From the data below, retype exactly the lines starting with the one that contains "the black rubber" and ending with the one that contains "the ice hockey", both included.
Content starts
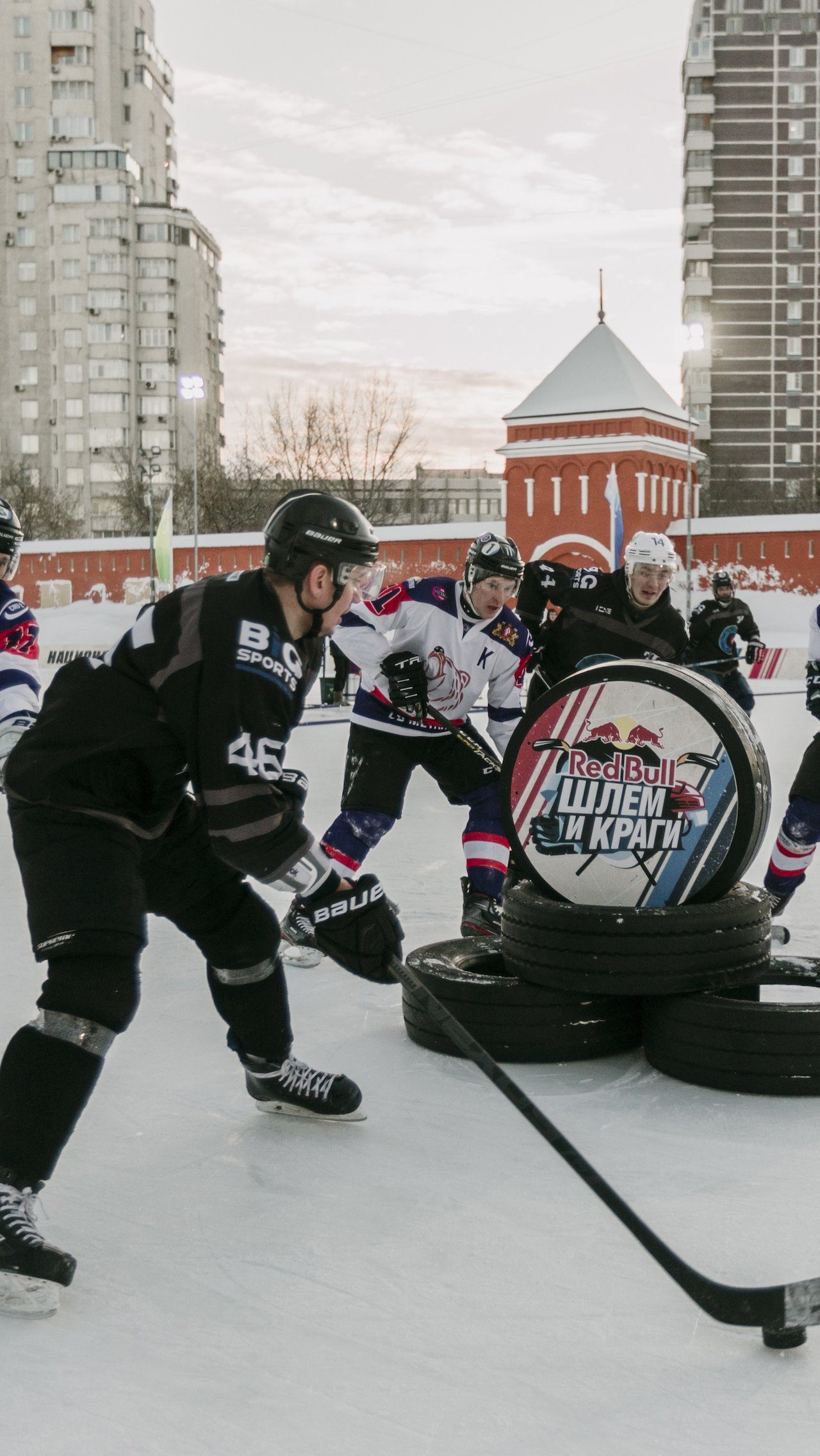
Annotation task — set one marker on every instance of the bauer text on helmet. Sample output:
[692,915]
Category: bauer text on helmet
[493,558]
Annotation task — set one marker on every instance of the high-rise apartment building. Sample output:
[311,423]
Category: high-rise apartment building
[110,290]
[751,247]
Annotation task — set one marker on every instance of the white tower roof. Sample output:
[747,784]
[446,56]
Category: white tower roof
[599,377]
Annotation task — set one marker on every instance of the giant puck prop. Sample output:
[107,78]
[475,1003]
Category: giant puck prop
[636,784]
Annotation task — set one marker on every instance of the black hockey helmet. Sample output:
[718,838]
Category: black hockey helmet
[493,555]
[311,526]
[721,579]
[11,539]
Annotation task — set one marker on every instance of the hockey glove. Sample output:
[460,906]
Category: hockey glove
[407,682]
[755,650]
[357,928]
[12,732]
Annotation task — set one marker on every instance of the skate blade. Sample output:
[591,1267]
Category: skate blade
[25,1298]
[290,1110]
[299,954]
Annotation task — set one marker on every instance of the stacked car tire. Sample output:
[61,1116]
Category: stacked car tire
[570,980]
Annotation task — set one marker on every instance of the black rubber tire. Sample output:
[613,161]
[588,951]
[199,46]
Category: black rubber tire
[627,951]
[513,1020]
[696,879]
[741,1046]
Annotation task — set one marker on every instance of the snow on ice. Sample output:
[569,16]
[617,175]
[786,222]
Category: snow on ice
[433,1282]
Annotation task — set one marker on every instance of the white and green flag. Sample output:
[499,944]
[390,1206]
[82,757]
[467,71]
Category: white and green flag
[163,547]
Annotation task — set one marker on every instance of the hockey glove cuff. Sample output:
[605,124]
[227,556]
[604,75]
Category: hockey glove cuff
[755,650]
[407,682]
[357,928]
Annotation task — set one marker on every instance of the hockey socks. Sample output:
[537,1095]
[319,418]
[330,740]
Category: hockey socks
[792,852]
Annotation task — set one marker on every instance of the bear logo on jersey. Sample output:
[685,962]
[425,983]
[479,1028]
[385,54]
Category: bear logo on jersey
[448,682]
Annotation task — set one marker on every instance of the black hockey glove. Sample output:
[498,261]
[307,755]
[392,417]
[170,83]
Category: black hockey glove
[407,682]
[357,928]
[755,650]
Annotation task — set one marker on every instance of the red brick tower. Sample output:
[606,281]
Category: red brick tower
[599,408]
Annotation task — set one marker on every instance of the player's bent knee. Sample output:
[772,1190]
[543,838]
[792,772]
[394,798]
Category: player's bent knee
[247,937]
[89,992]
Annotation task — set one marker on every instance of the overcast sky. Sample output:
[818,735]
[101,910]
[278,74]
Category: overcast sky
[430,190]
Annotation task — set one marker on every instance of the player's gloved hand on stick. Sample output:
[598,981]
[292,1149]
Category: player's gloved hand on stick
[407,682]
[755,650]
[357,928]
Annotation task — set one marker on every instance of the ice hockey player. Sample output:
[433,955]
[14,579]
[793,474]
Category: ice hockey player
[206,688]
[712,634]
[605,615]
[19,647]
[800,831]
[450,640]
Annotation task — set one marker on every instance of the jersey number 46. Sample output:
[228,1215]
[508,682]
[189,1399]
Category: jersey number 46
[261,762]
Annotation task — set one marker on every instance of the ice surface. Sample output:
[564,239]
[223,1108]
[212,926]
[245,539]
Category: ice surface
[433,1282]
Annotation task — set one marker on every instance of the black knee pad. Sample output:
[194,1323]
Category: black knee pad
[247,934]
[104,989]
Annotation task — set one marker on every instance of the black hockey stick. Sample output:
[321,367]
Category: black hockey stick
[781,1311]
[458,732]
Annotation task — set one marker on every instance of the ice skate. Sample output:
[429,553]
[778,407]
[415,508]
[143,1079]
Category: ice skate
[31,1270]
[299,945]
[297,1091]
[481,913]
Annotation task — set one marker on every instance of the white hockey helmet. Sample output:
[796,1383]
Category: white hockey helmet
[650,549]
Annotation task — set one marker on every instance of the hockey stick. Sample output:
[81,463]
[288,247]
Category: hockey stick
[458,732]
[781,1311]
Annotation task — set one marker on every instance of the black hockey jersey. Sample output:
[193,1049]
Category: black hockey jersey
[598,619]
[206,689]
[712,633]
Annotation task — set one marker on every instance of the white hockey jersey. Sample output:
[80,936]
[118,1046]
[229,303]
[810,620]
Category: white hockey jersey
[462,657]
[19,652]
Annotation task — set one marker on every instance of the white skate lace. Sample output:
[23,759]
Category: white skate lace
[17,1214]
[296,1077]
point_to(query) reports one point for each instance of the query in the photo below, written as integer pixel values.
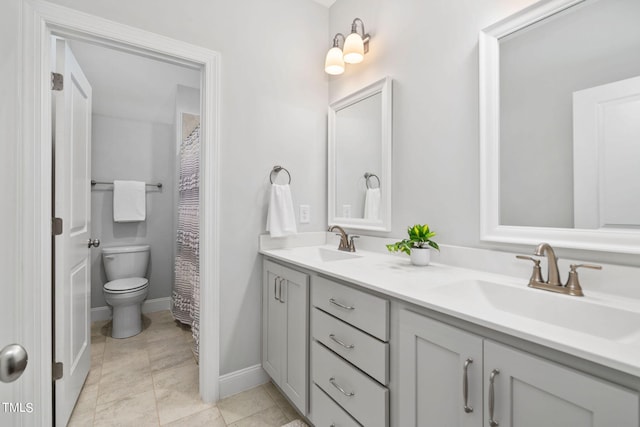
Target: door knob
(13, 362)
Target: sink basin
(321, 254)
(575, 313)
(327, 255)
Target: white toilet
(127, 287)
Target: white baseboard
(157, 304)
(242, 380)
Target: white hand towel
(129, 201)
(281, 220)
(372, 203)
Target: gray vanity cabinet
(432, 361)
(285, 331)
(532, 392)
(524, 390)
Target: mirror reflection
(359, 160)
(569, 114)
(358, 136)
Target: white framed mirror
(560, 126)
(359, 158)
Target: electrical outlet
(305, 214)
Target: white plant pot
(420, 256)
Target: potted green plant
(418, 245)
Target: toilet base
(127, 321)
(127, 312)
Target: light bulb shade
(334, 63)
(353, 49)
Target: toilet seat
(122, 286)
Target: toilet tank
(121, 262)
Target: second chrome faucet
(346, 243)
(553, 282)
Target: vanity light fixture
(334, 62)
(356, 44)
(354, 48)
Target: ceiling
(131, 86)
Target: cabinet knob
(332, 380)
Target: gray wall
(273, 111)
(142, 151)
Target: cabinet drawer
(364, 351)
(363, 398)
(358, 308)
(326, 412)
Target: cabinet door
(272, 321)
(295, 295)
(533, 392)
(432, 373)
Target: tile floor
(152, 380)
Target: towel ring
(368, 176)
(276, 170)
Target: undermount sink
(575, 313)
(327, 254)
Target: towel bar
(94, 182)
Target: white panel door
(437, 362)
(72, 175)
(532, 392)
(606, 122)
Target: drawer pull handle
(347, 346)
(465, 385)
(346, 307)
(282, 279)
(346, 393)
(492, 396)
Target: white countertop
(394, 276)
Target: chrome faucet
(346, 243)
(553, 283)
(553, 277)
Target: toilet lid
(126, 285)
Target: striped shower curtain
(186, 292)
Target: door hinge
(56, 226)
(57, 370)
(57, 81)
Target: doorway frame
(41, 20)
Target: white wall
(142, 151)
(273, 111)
(9, 214)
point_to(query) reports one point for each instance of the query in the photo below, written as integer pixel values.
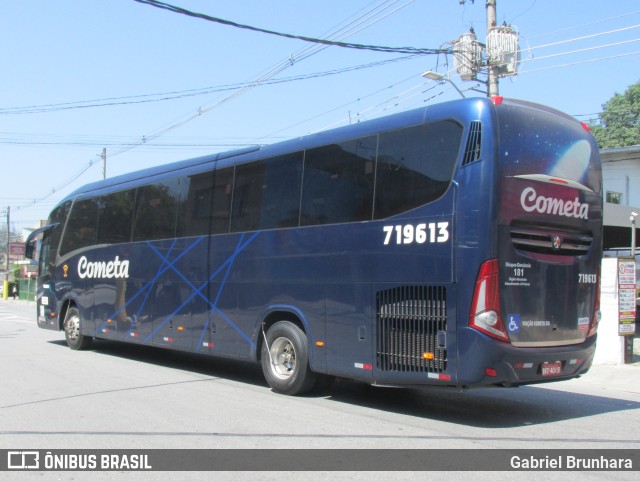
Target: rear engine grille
(474, 142)
(412, 321)
(557, 243)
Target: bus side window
(157, 210)
(266, 194)
(82, 226)
(338, 182)
(415, 166)
(115, 217)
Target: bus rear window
(537, 141)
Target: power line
(275, 70)
(375, 48)
(164, 96)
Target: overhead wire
(331, 43)
(262, 78)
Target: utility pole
(492, 79)
(8, 241)
(104, 162)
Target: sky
(150, 86)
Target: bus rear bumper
(490, 362)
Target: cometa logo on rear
(115, 269)
(532, 202)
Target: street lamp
(632, 218)
(438, 77)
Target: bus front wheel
(285, 359)
(72, 332)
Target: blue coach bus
(454, 245)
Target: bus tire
(72, 332)
(285, 359)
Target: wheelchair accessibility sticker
(513, 324)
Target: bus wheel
(75, 339)
(285, 359)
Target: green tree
(619, 124)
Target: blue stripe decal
(197, 291)
(148, 285)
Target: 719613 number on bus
(420, 234)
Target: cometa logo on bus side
(115, 269)
(531, 201)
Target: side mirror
(30, 249)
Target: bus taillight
(595, 320)
(485, 307)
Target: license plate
(551, 369)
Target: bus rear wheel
(72, 332)
(285, 359)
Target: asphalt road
(117, 396)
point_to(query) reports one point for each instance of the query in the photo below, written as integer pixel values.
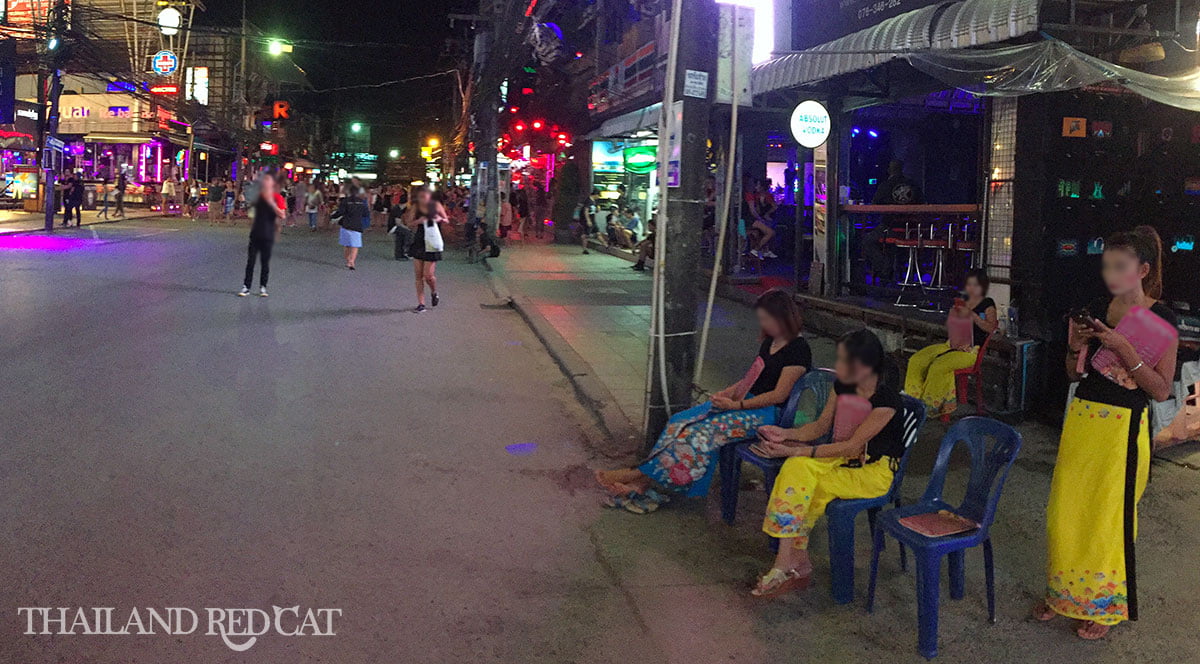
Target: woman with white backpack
(425, 216)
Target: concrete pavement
(18, 221)
(165, 443)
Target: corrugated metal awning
(939, 27)
(627, 124)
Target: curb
(593, 394)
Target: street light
(279, 47)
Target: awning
(939, 27)
(627, 124)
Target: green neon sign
(642, 159)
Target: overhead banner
(839, 18)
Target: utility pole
(683, 145)
(57, 48)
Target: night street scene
(616, 332)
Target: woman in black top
(424, 211)
(859, 466)
(263, 232)
(930, 376)
(1103, 462)
(685, 454)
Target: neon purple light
(48, 244)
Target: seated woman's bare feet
(1092, 630)
(623, 480)
(1043, 612)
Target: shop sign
(165, 63)
(641, 160)
(810, 124)
(816, 22)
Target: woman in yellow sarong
(1103, 461)
(863, 412)
(930, 376)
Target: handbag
(433, 241)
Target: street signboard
(839, 18)
(165, 63)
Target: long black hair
(864, 347)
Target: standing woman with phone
(424, 213)
(1103, 461)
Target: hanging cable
(730, 173)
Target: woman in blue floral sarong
(684, 458)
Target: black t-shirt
(889, 441)
(1095, 387)
(795, 353)
(263, 227)
(982, 310)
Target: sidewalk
(601, 309)
(18, 221)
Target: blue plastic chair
(841, 513)
(820, 381)
(990, 464)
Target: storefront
(1018, 157)
(18, 155)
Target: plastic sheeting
(1049, 66)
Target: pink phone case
(960, 332)
(1150, 335)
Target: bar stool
(912, 276)
(937, 283)
(967, 245)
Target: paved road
(163, 443)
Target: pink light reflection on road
(47, 244)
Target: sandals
(778, 582)
(637, 503)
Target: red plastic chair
(963, 377)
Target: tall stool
(912, 276)
(937, 285)
(966, 244)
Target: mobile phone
(1083, 317)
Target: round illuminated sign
(171, 21)
(810, 124)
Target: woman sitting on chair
(683, 459)
(930, 376)
(863, 413)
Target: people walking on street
(1103, 464)
(103, 195)
(352, 215)
(264, 231)
(168, 195)
(685, 455)
(123, 183)
(312, 203)
(425, 217)
(588, 219)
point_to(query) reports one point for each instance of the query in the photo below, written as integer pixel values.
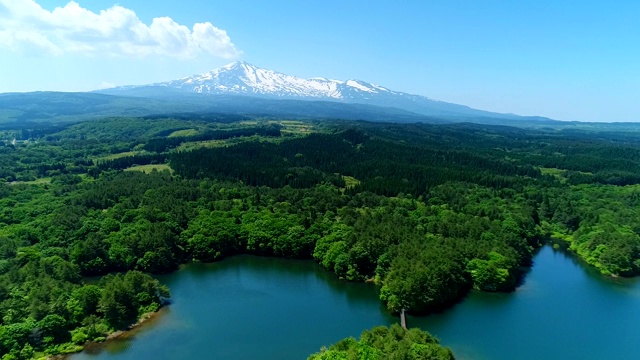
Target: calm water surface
(264, 308)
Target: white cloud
(25, 26)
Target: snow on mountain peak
(244, 78)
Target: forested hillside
(426, 212)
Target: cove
(249, 307)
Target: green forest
(90, 211)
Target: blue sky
(568, 60)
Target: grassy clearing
(40, 181)
(350, 181)
(149, 168)
(116, 156)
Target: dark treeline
(387, 343)
(381, 166)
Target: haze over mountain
(242, 78)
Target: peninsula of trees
(426, 212)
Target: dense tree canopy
(425, 212)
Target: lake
(249, 307)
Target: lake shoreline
(97, 346)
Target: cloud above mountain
(117, 31)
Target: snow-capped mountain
(241, 78)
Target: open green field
(185, 132)
(116, 156)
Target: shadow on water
(271, 308)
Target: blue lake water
(249, 307)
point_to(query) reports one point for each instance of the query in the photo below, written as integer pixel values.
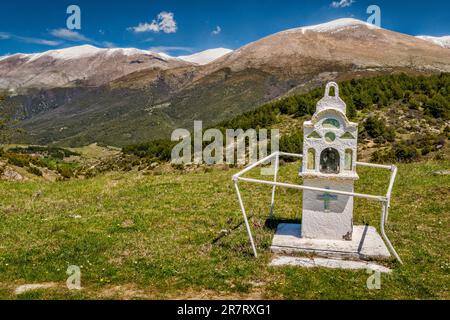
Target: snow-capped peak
(206, 56)
(440, 41)
(336, 26)
(84, 51)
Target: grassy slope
(152, 237)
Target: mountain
(77, 66)
(206, 56)
(440, 41)
(151, 102)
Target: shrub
(35, 171)
(65, 172)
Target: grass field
(140, 236)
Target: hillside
(401, 118)
(158, 236)
(150, 103)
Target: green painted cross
(327, 197)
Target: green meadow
(154, 236)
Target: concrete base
(327, 263)
(366, 244)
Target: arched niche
(348, 163)
(311, 161)
(330, 161)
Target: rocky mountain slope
(440, 41)
(77, 66)
(151, 102)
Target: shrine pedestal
(366, 244)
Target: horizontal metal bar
(294, 155)
(373, 165)
(254, 165)
(293, 186)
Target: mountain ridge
(150, 102)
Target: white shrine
(329, 163)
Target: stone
(327, 263)
(366, 244)
(330, 149)
(31, 287)
(441, 173)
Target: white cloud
(70, 35)
(164, 22)
(108, 44)
(342, 3)
(5, 36)
(216, 31)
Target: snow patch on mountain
(206, 56)
(334, 26)
(440, 41)
(84, 51)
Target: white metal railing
(385, 200)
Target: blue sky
(185, 27)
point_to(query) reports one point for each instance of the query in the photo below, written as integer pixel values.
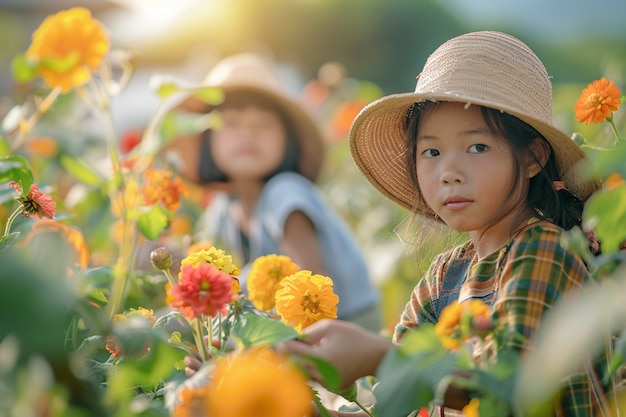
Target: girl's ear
(536, 156)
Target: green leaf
(16, 168)
(409, 373)
(329, 375)
(606, 161)
(260, 330)
(4, 146)
(23, 71)
(8, 241)
(81, 171)
(152, 223)
(605, 211)
(210, 95)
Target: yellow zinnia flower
(264, 279)
(597, 102)
(258, 383)
(449, 326)
(306, 298)
(67, 47)
(214, 256)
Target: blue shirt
(283, 195)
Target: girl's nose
(452, 172)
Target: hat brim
(378, 146)
(309, 135)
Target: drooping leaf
(260, 330)
(16, 168)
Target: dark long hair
(560, 207)
(208, 171)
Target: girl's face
(464, 171)
(251, 144)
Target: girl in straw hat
(266, 155)
(474, 147)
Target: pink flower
(202, 290)
(35, 203)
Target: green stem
(169, 276)
(365, 410)
(197, 334)
(614, 129)
(12, 218)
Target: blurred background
(337, 55)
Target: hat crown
Content ends
### Answer space
Annotation task — set one marker on every instance of the black rubber tire. Sample output:
[613,161]
[588,951]
[199,46]
Category: black rubber tire
[627,951]
[513,1020]
[696,879]
[741,1046]
Annotation task — set one marker on every instance of the snow on ice. Sample output:
[569,16]
[617,175]
[786,222]
Category: snow on ice
[433,1282]
Annotation task — set one marker on every instance of the white and green flag. Sample output:
[499,944]
[390,1206]
[82,757]
[467,71]
Category: white and green flag
[163,547]
Annotation task — set one marker on every instance of the hockey glove cuff. Sample output:
[605,124]
[227,556]
[604,75]
Category: hockey glove cuff
[755,650]
[407,682]
[357,928]
Annotation task — set one marker on every instance of the hockey socks. Sample output:
[537,1095]
[319,418]
[330,740]
Category: hockey socks
[792,852]
Annotation task — set one marker on every instance of the bear logo on jersey. Sample output:
[685,962]
[425,983]
[479,1028]
[385,54]
Category: bear logo on jersey
[448,682]
Annotation task — set one marker on every instance of the black hockey glove. Sample output:
[498,261]
[307,755]
[392,417]
[170,83]
Category: black hockey glove
[407,682]
[357,928]
[755,650]
Annotation task — set one marker on every instance of the red brick tower. Sample output:
[606,281]
Category: red brick tower
[599,408]
Annotation task — set one marker on every instance of the player's bent knee. Sample output:
[772,1190]
[543,838]
[792,772]
[394,798]
Category: player's bent knee
[247,937]
[89,992]
Annotation task — set one marker on every instance of the overcast sky. Sample output:
[818,735]
[101,910]
[278,74]
Category: overcast sky
[430,190]
Annotation task — set one marker on every instance of the player's gloved hand on stick. Sample output:
[598,981]
[292,1149]
Category: player's gloved hand on stick
[407,682]
[755,650]
[357,928]
Annotation task — set one marker on every instance of the ice hockey player. Sample output:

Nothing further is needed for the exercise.